Required task: Rewrite the items below as a numbered list, skipping any blank lines and leaving out the pictures.

[Point labeling data based on photos]
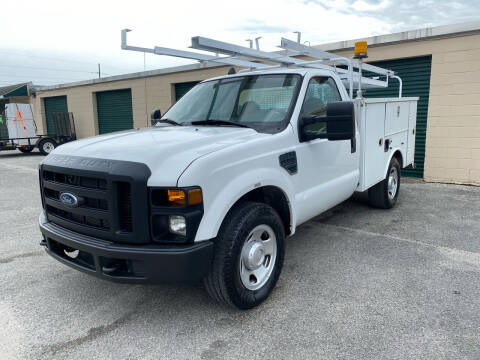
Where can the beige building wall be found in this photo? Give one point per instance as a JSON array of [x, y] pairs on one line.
[[453, 125], [148, 93], [452, 149]]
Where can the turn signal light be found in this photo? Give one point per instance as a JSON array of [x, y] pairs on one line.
[[195, 197], [176, 197]]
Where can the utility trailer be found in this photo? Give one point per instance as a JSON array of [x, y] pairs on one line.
[[18, 130], [212, 189]]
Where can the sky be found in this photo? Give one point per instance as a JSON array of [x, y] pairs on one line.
[[50, 42]]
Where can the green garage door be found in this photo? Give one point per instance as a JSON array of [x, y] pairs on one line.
[[114, 111], [52, 105], [415, 73], [182, 88]]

Reply to the task:
1. Where can the beige building wall be found in this photo? Give one point per instance as a JSON array of [x, y] pairs on one line.
2. [[453, 125], [148, 93], [452, 149]]
3. Where can the turn signal light be found in this photo? Give one point per instance as a JSON array of [x, y] pairs on one line.
4. [[195, 197], [176, 197]]
5. Where can the utility trailer be found in this photo? Give one point per instance as a JSON array of [x, y] pairs on one line.
6. [[18, 130], [212, 189]]
7. Where can the sky be found in this photo? Give one point per instance as a JSON array of [x, y] pairs on one line.
8. [[50, 42]]
9. Where can the green garage door be found in this photo? Give one point per instance as a JSON array of [x, y] pairs on one line.
10. [[114, 111], [52, 105], [415, 73], [182, 88]]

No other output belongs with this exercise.